What to work on -
From the first entry to the last, repeat them all exactly.

##########

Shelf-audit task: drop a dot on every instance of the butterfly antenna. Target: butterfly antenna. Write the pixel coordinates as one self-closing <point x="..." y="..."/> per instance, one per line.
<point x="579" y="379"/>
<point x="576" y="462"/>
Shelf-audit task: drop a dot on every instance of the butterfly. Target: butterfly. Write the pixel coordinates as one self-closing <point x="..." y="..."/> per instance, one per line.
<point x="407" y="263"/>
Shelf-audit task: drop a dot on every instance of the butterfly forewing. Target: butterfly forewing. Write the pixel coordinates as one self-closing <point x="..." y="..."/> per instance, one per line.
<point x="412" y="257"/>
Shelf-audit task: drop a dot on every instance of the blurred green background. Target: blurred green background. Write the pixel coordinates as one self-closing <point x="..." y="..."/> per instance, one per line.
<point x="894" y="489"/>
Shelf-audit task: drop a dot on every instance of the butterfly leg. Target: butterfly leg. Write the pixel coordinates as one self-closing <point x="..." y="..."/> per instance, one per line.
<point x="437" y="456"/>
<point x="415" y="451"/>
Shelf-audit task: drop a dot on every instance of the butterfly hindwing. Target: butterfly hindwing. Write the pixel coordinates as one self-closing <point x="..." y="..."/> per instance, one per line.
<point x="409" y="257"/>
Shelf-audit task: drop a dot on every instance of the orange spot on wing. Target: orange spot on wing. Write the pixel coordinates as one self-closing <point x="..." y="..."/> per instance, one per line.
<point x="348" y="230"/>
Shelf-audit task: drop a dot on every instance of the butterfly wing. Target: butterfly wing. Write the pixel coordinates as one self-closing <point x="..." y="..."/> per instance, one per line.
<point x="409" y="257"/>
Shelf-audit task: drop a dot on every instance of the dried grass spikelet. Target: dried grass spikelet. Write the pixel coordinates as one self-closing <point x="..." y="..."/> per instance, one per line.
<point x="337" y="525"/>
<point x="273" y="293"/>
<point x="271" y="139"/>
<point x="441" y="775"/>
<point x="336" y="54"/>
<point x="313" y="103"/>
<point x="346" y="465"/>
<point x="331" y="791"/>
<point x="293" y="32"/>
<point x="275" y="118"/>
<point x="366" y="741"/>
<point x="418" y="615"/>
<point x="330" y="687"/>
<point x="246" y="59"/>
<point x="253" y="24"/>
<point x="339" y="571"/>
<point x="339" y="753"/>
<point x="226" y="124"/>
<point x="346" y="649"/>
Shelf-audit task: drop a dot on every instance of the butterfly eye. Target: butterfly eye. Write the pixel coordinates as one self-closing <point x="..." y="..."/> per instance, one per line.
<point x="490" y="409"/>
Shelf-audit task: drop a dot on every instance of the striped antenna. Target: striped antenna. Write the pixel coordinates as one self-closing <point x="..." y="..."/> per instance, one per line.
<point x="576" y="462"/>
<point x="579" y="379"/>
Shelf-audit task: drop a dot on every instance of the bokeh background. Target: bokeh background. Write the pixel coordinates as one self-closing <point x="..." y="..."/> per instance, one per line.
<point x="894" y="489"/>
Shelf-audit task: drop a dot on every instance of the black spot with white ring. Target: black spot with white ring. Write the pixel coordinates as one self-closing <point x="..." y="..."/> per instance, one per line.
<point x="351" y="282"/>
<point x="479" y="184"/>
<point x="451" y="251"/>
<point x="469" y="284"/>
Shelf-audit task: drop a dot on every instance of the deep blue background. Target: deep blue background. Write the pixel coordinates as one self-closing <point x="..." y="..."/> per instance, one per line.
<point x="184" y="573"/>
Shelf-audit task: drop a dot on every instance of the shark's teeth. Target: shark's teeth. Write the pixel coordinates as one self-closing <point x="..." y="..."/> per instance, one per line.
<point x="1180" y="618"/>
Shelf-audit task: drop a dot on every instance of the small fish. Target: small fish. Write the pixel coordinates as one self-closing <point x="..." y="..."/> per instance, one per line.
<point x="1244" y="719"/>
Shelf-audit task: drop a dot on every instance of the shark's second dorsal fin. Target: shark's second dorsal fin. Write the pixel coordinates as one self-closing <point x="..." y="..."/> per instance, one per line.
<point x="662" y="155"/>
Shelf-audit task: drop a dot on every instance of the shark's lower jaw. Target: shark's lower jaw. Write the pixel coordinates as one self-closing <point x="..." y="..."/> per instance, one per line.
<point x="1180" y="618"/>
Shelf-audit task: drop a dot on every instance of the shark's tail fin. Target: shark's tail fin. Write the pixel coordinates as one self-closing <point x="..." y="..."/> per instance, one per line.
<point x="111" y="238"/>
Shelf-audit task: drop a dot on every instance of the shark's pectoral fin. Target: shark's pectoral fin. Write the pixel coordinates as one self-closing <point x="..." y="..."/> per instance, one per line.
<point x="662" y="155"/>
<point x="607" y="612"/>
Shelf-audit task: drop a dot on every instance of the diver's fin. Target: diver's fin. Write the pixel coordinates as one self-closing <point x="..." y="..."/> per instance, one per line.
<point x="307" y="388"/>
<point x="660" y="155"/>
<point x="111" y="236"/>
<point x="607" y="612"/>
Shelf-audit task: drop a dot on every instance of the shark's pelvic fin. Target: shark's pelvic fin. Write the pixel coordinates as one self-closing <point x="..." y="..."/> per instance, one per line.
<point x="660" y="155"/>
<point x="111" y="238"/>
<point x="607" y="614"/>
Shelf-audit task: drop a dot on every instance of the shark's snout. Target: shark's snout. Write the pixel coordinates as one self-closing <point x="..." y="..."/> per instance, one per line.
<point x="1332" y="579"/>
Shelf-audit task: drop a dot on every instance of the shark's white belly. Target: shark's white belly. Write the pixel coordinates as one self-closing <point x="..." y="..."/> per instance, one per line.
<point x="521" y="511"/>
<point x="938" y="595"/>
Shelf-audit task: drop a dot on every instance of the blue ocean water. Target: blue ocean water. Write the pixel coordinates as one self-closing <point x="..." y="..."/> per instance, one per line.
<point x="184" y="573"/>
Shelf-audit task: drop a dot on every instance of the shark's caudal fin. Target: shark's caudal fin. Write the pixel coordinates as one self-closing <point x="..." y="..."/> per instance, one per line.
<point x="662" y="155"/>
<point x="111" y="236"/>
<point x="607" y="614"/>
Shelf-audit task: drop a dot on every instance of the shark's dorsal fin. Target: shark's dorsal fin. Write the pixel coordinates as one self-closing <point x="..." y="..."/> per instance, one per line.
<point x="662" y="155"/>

##########

Solution to this exercise -
Shelf-audit task: drop a dot on every instance of the butterfly antenna. Target: butterfly antenna. Write the pixel coordinates as one self-closing <point x="..." y="..."/> per instance, one per line.
<point x="579" y="379"/>
<point x="576" y="462"/>
Shelf-audit task: drop a dot on every instance of the butterfly. Target: butterfly. Write the pixel coordinates as one self-closing <point x="..." y="..."/> per instance, one per line.
<point x="407" y="263"/>
Shelf-audit task: drop a dot on every instance of the butterfly forewing. Target: butterfly forewing. Write the pixel coordinates as one self-closing <point x="..." y="..."/> per instance, one per line.
<point x="412" y="257"/>
Shelf-audit task: drop a dot on every instance of the blurred green background. Target: blurred green background. Write the pixel coordinates as one self-closing <point x="..." y="..."/> per instance, one per line.
<point x="894" y="489"/>
Shelf-audit task: drop a dot on every instance of the butterfly leg. Target: butterfly leg. Write the pixel coordinates as one self-closing <point x="..." y="..."/> per instance, one per line.
<point x="437" y="456"/>
<point x="415" y="451"/>
Shelf-audit task: drop a dot on every instance of the butterfly hindwing. Target: butterfly hindwing. Write the pixel coordinates as one self-closing <point x="..." y="..."/> per instance, one per line.
<point x="409" y="257"/>
Shelf-audit task: drop a dot on every instance of the orange spot on wing. Target: orange spot on wing. Write the pixel coordinates as one self-closing <point x="..." y="..."/> per instance, one per line.
<point x="348" y="230"/>
Shelf-audit task: drop a dot on every instance of the butterfly wing. Target: butterfly wing. Write the pixel coordinates as one self-closing <point x="..." y="..."/> per instance, one per line.
<point x="409" y="257"/>
Shelf-audit task: drop a dot on every instance of the dried grass spikelet. Target: dried grass spikelet. Write the pixel coordinates as one self-closing <point x="..." y="..."/> per instance, one per line.
<point x="337" y="525"/>
<point x="273" y="293"/>
<point x="271" y="139"/>
<point x="441" y="775"/>
<point x="336" y="54"/>
<point x="313" y="103"/>
<point x="346" y="465"/>
<point x="331" y="791"/>
<point x="293" y="32"/>
<point x="275" y="118"/>
<point x="366" y="741"/>
<point x="418" y="615"/>
<point x="330" y="687"/>
<point x="246" y="59"/>
<point x="253" y="24"/>
<point x="339" y="571"/>
<point x="339" y="753"/>
<point x="226" y="124"/>
<point x="346" y="649"/>
Shelf-audit task: drop a dot on every instance of the butterfly eye. Target: butterfly eye. Write the pixel coordinates as one self-closing <point x="..." y="..."/> per instance, one per line.
<point x="490" y="409"/>
Shelf-audit task: drop a dot on every instance of the striped antenna. Target: striped antenna. Write the pixel coordinates as one self-closing <point x="..." y="..."/> per instance, one per line.
<point x="576" y="462"/>
<point x="579" y="379"/>
Shelf-audit task: drop a dot on every instance of the bokeh background. Target: bokeh background. Write the pixel coordinates as one self-closing <point x="..." y="..."/> per instance, one per line.
<point x="894" y="489"/>
Shelf-audit task: drop a dot on every instance of the black spot with white ring. Target: black spot with white ring. Write the pixel coordinates as one self-closing <point x="..." y="..."/> per instance, one per line.
<point x="351" y="282"/>
<point x="479" y="184"/>
<point x="451" y="251"/>
<point x="469" y="284"/>
Shelf-audit task: drop a dot on every instance of the deep blue background. Target: deep blue background. Write the pixel coordinates as one self-closing <point x="..." y="..."/> per instance, one per line.
<point x="184" y="573"/>
Shelf-audit task: drop a dot on every instance of the shark's teeth. Target: shark's teeth. Write the pixel coordinates as one self-closing <point x="..." y="..."/> per instance, one per line.
<point x="1180" y="618"/>
Shelf-audit task: drop a dot on every instance of the small fish. Target: small fish. Write the pixel coordinates as one self-closing <point x="..." y="..."/> per instance, one per line.
<point x="1244" y="719"/>
Shelf-audit task: drop a dot on every instance of the shark's second dorsal fin. Target: shark's second dorsal fin. Write the pixel coordinates as one self-closing <point x="..." y="..."/> per instance, one per line.
<point x="662" y="155"/>
Shelf-audit task: drop a dot on every instance of the shark's lower jaw. Target: shark's lower jaw. Write the pixel coordinates as one self-closing <point x="..." y="..."/> per instance, one per line.
<point x="1180" y="618"/>
Shelf-audit task: drop a dot on every instance of the shark's tail fin. Target: shark's tail fin. Write the pixel coordinates as one self-closing <point x="..." y="..."/> per instance, one per line.
<point x="111" y="238"/>
Shelf-audit task: drop a dot on every instance of the shark's pectoral fin. Target: shark's pectoral fin. Write the pixel coordinates as one self-closing <point x="..." y="..."/> per instance, one per line.
<point x="662" y="155"/>
<point x="607" y="612"/>
Shelf-audit task: drop a dot on every instance of the diver's fin. Target: diver's fin. Write the pixel coordinates as one self-closing <point x="..." y="..."/> per instance, one per line.
<point x="307" y="388"/>
<point x="660" y="155"/>
<point x="111" y="236"/>
<point x="607" y="612"/>
Shelf-audit task: drop a dot on every instance of the shark's pelvic fin. Target: shark's pelvic fin. Write the pixel coordinates as one self-closing <point x="..." y="..."/> per instance, one per line.
<point x="660" y="155"/>
<point x="111" y="238"/>
<point x="607" y="614"/>
Shelf-audit task: drop a dot on every instance of the shark's snout. Target: shark's snout. Write the pixel coordinates as one self-closing <point x="..." y="..."/> per instance, one per line.
<point x="1332" y="579"/>
Shelf-audit task: drop a dot on every instance of the shark's white belly. Target: shark's white belly. Write the pixel coordinates as one self-closing <point x="..." y="..."/> per instance, one per line.
<point x="521" y="511"/>
<point x="938" y="595"/>
Shelf-audit task: drop a dot on every instance of the blue ocean water. Target: blue ocean water. Write the pixel coordinates as one self-closing <point x="..." y="..."/> per instance, one per line.
<point x="184" y="573"/>
Shelf-audit task: drop a dot on every instance of the shark's caudal fin. Target: shark's caudal fin. Write the pixel coordinates as one self-closing <point x="..." y="..."/> per instance, one per line.
<point x="662" y="155"/>
<point x="111" y="236"/>
<point x="607" y="614"/>
Shelf-audit task: drop a dot on every instance of the shark's dorsal fin. Target: shark's dorsal fin. Write the pixel coordinates as one self-closing <point x="..." y="..."/> per instance, one per line.
<point x="662" y="155"/>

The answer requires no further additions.